◆ **Task prompt**: Reproduce the data below in full and exclude every picture.

— START OF Information given —

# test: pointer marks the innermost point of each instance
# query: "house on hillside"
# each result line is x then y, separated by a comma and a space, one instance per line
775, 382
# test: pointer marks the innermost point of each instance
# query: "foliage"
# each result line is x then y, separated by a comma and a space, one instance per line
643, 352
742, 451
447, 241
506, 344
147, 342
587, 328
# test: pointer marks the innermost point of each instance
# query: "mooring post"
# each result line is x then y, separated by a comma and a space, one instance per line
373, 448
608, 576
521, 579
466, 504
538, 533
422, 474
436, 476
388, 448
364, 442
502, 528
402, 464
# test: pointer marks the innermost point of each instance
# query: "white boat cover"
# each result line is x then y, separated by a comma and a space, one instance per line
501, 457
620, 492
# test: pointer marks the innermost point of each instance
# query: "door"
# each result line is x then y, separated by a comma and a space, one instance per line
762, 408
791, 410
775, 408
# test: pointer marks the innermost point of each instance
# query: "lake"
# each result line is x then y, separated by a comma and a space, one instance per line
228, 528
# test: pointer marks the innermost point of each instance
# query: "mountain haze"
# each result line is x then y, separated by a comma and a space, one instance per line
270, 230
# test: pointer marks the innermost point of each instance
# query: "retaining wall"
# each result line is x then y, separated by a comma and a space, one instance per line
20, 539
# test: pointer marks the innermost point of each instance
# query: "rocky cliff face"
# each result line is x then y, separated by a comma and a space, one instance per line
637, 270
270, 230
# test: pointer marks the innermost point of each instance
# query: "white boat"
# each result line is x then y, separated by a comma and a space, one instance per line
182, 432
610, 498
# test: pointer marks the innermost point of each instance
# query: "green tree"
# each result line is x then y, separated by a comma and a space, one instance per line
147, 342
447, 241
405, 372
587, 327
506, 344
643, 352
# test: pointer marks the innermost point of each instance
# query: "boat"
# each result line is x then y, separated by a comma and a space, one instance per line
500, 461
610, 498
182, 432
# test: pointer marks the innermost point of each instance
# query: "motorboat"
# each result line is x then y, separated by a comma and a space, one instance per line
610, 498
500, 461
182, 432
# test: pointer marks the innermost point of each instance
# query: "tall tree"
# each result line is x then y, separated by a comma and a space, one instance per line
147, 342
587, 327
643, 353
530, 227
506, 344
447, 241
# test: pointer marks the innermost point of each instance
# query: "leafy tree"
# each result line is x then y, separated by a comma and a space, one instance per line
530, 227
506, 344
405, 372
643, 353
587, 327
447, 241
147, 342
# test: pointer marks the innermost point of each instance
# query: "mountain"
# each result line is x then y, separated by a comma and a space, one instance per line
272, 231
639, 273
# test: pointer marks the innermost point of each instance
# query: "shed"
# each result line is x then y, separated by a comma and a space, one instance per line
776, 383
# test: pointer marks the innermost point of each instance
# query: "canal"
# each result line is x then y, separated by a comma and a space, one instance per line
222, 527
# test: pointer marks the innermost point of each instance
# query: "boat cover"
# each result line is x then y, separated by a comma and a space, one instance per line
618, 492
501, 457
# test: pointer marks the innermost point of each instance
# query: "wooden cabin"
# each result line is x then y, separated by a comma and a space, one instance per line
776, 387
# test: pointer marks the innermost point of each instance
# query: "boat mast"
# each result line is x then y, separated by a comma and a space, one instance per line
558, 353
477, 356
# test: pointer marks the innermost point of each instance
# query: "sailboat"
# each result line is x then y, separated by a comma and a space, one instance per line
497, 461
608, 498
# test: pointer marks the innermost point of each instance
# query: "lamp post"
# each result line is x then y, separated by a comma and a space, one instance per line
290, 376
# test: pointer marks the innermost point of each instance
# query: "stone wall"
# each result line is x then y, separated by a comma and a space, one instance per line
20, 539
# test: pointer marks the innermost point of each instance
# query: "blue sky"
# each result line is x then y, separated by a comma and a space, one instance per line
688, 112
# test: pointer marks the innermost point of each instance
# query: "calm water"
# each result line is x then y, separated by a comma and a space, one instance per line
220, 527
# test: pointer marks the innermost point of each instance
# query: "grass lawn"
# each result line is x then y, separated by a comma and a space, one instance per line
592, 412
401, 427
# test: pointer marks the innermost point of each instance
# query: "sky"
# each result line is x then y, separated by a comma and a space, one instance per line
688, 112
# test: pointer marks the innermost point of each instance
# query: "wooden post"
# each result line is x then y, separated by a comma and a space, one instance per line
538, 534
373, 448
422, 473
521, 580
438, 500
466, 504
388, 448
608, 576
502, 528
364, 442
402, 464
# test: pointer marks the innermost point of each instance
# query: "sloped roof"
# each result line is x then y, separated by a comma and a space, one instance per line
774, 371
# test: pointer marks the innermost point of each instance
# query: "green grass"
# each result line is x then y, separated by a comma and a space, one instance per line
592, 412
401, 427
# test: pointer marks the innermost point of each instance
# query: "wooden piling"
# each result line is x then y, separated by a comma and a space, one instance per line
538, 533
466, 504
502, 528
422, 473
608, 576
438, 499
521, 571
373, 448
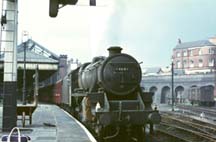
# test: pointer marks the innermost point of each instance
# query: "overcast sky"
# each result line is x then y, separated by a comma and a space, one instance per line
146, 29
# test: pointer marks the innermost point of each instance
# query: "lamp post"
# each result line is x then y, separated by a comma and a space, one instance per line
25, 40
172, 83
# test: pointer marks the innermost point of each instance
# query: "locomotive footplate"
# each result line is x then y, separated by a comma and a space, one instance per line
134, 117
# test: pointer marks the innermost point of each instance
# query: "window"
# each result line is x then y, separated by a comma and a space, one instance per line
200, 51
211, 62
178, 54
191, 53
191, 63
200, 62
185, 63
185, 53
178, 63
211, 51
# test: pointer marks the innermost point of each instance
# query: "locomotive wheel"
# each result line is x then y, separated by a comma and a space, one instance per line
53, 8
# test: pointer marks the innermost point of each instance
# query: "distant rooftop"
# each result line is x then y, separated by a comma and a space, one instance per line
199, 43
34, 53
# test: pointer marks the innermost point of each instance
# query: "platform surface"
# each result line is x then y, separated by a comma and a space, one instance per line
51, 124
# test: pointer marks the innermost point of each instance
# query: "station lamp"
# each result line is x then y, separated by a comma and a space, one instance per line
55, 5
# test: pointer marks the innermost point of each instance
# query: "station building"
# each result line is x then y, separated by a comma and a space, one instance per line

— END OF Information given —

◆ **Correct result**:
# test: pointer marks the innermost point of each instance
# query: "house on hillside"
# each result line is x then y, separated by a comma and a space, one instance per line
775, 382
# test: pointer marks the innermost point of each instance
# query: "foliage"
# each result line is x then y, separated by a comma and a space, one instance per line
643, 352
742, 451
447, 241
506, 344
147, 342
587, 328
# test: pointer marks the innermost point of each instance
# query: "mooring post"
# each result line is x then y, separated by a comma and a space, one instance per line
373, 448
608, 576
521, 579
466, 504
538, 533
422, 474
436, 476
388, 448
364, 442
502, 528
402, 464
# test: pointer marks the innermost point of each instance
# query: "white boat cover"
# each result line is x then y, separated by a comma and a space, one instance per line
501, 457
620, 492
# test: pointer marks the innermost point of each instance
# query: "door"
# each result line is x then y, separated by a comma and a space, one instance per line
762, 408
791, 410
775, 408
# test: pointer marks the innermost point of each instance
# query: "lake"
# each result line is x then y, separated by a comma and a space, one instance per line
228, 528
# test: pointer marks the innermost point of each instance
# query: "mountain haze"
# each result line is x then y, separated by a comma and a space, one instance per line
270, 230
# test: pointer marks the innermost point of each instance
# query: "retaining wall"
# each result line is x then y, separated by a comma and a space, one instance per line
20, 539
# test: pointer marks the innermost point of each instance
# query: "rocky cliff face"
# each result line is x then y, separated by a comma and a space, one instance per line
637, 270
270, 230
# test: pointer marks the innermost point of each instance
# query: "white boat"
# each result line is x then y, separated by a comma and a space, one instance per line
182, 432
610, 498
# test: pointer marks the innermost point of each instance
# query: "green tree"
# each result line is x then y, separated by a comma and a space, one instance per line
147, 342
447, 241
405, 372
587, 327
506, 344
643, 352
# test: pointer marks the innermost point of each instance
# query: "boat"
# each result line is x then y, separated by a comma and a space, one instance per line
500, 461
610, 498
182, 432
# test: pointer marks the innermost point of each instance
# query: "motorboat"
# each result line is x then y, separated by a comma and a space, one instance per line
610, 498
500, 461
182, 432
# test: pointer marks the innermost point of each instance
# query: "tall tree"
# each result line is x then y, separated by a comma and a space, one instance per line
147, 342
587, 327
643, 353
530, 227
506, 344
447, 241
# test: pointer marks the innermost point of each instance
# query: "leafy tree"
# each result line is x then y, separated by a comma and a space, one instance per line
530, 227
506, 344
405, 372
643, 353
587, 327
447, 241
147, 342
# test: pointer marks the innermost point of each instance
# query: "mountain"
# each result line is x then y, separated by a comma and a space, one instance per line
272, 231
639, 273
# test: pointer marks the innermost point of each instance
# query: "shed"
# each result line is x then y, separated by a comma and a space, one instance per line
776, 383
# test: pointer marks the innermost point of each instance
# query: "canal"
# each result line is x then y, separated by a comma and a space, one instance per line
222, 527
# test: pointer marks the innermost point of each instance
# query: "boat cover"
# each result line is x then y, separated by a comma and a space, one instance per line
618, 492
501, 457
# test: pointer marks the innermost point of each instance
# query: "wooden cabin"
# each result line is x then y, separated by a comma and a space, one instance per line
776, 387
# test: pointer marks the innermost point of each instance
# query: "boat mast"
# each result line is x then y, separated by a comma and a space, one instance per line
558, 353
477, 356
# test: pointer marks the innermost point of each instance
# query: "sailboat"
# each result line is x then y, separated by a comma and a space, one instance per line
497, 461
608, 498
# test: pointer marks the innermost point of each instance
# query: "lamp post"
# each result line is x then y, separated by a comma and a space, one instance per line
290, 376
# test: pointer marks the innermost point of each instance
# query: "stone wall"
# each result line is x then y, separated by a comma and a space, one instance per line
20, 539
# test: pointer marks the innermost point of each instance
# query: "blue sky"
# each result line is x then y, separated by a comma and a space, one instance per line
688, 112
# test: pointer marks the innermost point of each instance
# query: "calm water"
# each result line is x then y, separated by a comma and a space, one instance per line
220, 527
# test: pointer marks the innermost point of each instance
# query: "grass lawn"
# each result line is x then y, separated by a comma and a space, one instance per line
592, 412
401, 427
# test: pointer marks the innermost point of each instance
# query: "sky"
# each result line is x then y, separated by a comma and a space, one instance per line
688, 112
# test: pointer marks the innermost point of each instance
# query: "wooden post"
# each result line is x then y, separated by a comma and a space, one instance per line
538, 534
373, 448
422, 473
521, 580
438, 500
466, 504
388, 448
608, 576
502, 528
364, 442
402, 464
# test: pointer marks the innermost point of each instance
# query: "sloped roof"
# each result line is x then y, separated by a comma and a space, one instance per line
774, 371
# test: pointer marks the innermost point of each instance
# query: "green grass"
# each result line is x then y, separated by a comma and a space, one instance per line
592, 412
401, 427
# test: pointer marks the innermost point of each instance
# query: "wooden piling"
# each result line is x then y, separated by a comma and a space, one instance per line
538, 533
466, 504
502, 528
422, 473
608, 576
438, 499
521, 571
373, 448
# test: pointer marks the innermost point of each instance
# query: "overcast sky"
# each result line is x then y, separated by a comma and a space, one instance per line
146, 29
# test: pointer marks the innermost point of each instance
# query: "lamp post"
# each result line is x then y, separated by a comma and a space, one instance per line
25, 40
172, 83
# test: pointer marks the innermost point of each instance
# query: "locomotive footplate"
# each result line is x then y, separated by a comma and a space, one instance per line
134, 117
# test: pointer marks the innermost point of each instance
# query: "window"
# each result line is x then y, separated by a comma and a space, one instance per line
200, 51
211, 62
178, 54
191, 53
191, 63
200, 62
185, 63
185, 53
178, 63
211, 51
# test: pointer marks the innermost point of each instance
# query: "locomotive wheel"
# each result line is x then y, separated by a comma and a space, one instance per line
53, 8
# test: pointer marks the innermost point of each instance
# query: "distant rooftop"
# each result line is x then y, separated by a comma and a space, one instance per line
199, 43
34, 53
# test: pointer marks the innermost point of each instance
# query: "platform surface"
# each result line is x then y, separated by a comma and a space, one instance per line
51, 124
# test: pointer marks the innermost point of each instance
# query: "station lamp"
# each result line is x then y, separated by a comma and a space, one instance per line
55, 5
# test: pointer marks the innermost point of each instance
# query: "station building"
# each result line is x then y, separated by a comma and a space, one instance per line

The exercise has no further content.